→ TASK PROMPT
Please return every line of the records below unchanged, leaving out the pictures.

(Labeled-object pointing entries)
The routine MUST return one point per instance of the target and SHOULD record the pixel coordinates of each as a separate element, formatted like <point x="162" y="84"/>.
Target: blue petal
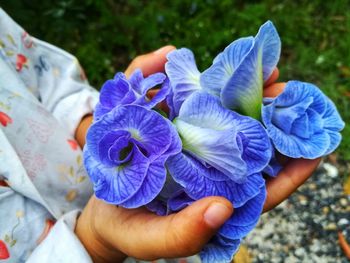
<point x="151" y="185"/>
<point x="243" y="91"/>
<point x="147" y="127"/>
<point x="104" y="147"/>
<point x="308" y="138"/>
<point x="136" y="79"/>
<point x="219" y="250"/>
<point x="257" y="149"/>
<point x="297" y="147"/>
<point x="332" y="118"/>
<point x="274" y="167"/>
<point x="216" y="148"/>
<point x="183" y="75"/>
<point x="244" y="218"/>
<point x="296" y="91"/>
<point x="196" y="179"/>
<point x="160" y="96"/>
<point x="113" y="91"/>
<point x="284" y="117"/>
<point x="157" y="206"/>
<point x="152" y="81"/>
<point x="216" y="76"/>
<point x="208" y="132"/>
<point x="179" y="201"/>
<point x="335" y="139"/>
<point x="204" y="110"/>
<point x="268" y="38"/>
<point x="116" y="184"/>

→ FINISHED ANSWER
The routine MUST return one point per instance of the target and SHOULD record the pixel coordinates of each as a separate element, formatted like <point x="162" y="84"/>.
Target: blue petal
<point x="151" y="185"/>
<point x="243" y="91"/>
<point x="147" y="127"/>
<point x="104" y="147"/>
<point x="308" y="138"/>
<point x="136" y="79"/>
<point x="219" y="250"/>
<point x="257" y="149"/>
<point x="297" y="147"/>
<point x="332" y="118"/>
<point x="274" y="167"/>
<point x="216" y="148"/>
<point x="183" y="75"/>
<point x="244" y="218"/>
<point x="296" y="91"/>
<point x="196" y="179"/>
<point x="160" y="96"/>
<point x="113" y="91"/>
<point x="284" y="117"/>
<point x="157" y="206"/>
<point x="152" y="81"/>
<point x="216" y="76"/>
<point x="208" y="132"/>
<point x="179" y="201"/>
<point x="335" y="139"/>
<point x="204" y="110"/>
<point x="268" y="38"/>
<point x="116" y="184"/>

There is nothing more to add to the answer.